- _Excerpted text_
Luck Shouldn’t Be Part of Your Storage Management Strategy

I always find it interesting when customers ask practical questions and get theoretical answers. This happens often, but nowhere more than around the performance and availability of storage systems.

Figure 1 – Calculated Availability? Huh?

Having attended the school of hard knocks, customers are really asking whether the system will be there when they need it.
The answers they often get are both theoretical and full of caveats – almost as if contrived to limit liability. That can’t be good for customer satisfaction.

When I talk to customers about this, I talk about operational availability. It’s the “measurement of how long a system has been available to use when compared with how long it should have been available to be used,” or so says Wikipedia. But while some storage systems might have an operational availability up to 10 years, the reality is that advances in technology and what people need or want to do with their data are responsible for the scourges known as the forklift upgrade and data migration.

- _Material_
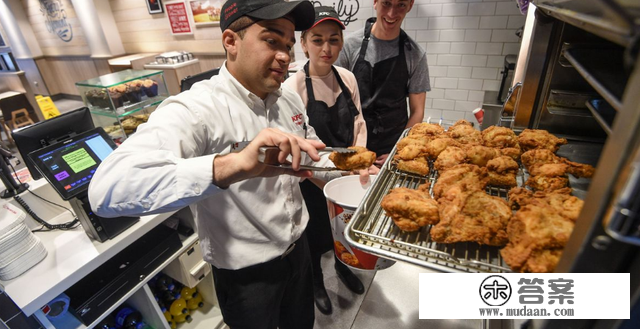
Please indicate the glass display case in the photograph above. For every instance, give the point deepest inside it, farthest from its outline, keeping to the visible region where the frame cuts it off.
(121, 101)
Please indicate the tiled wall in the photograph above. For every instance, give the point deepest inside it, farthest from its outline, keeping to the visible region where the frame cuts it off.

- _Short exercise A_
In the storage availability article, condense the paragraph beginning "When I talk to customers about this" into a short bulleted list that keeps its main facts.
- _Short exercise B_
According to the storage availability article, up to how many years of operational availability might some storage systems have?
- _Short exercise C_
From the storage availability article, print the passage between "Having attended the" and "for customer satisfaction.", inclusive.

- _Complete response A_
- In talks with customers, the focus is on operational availability.
- Wikipedia defines it as the "measurement of how long a system has been available to use when compared with how long it should have been available to be used."
- Some storage systems may have an operational availability of up to 10 years.
- In practice, advances in technology and changing data needs lead to forklift upgrades and data migration.

- _Complete response B_
Up to 10 years.

- _Complete response C_
Having attended the school of hard knocks, customers are really asking whether the system will be there when they need it.
The answers they often get are both theoretical and full of caveats – almost as if contrived to limit liability. That can’t be good for customer satisfaction.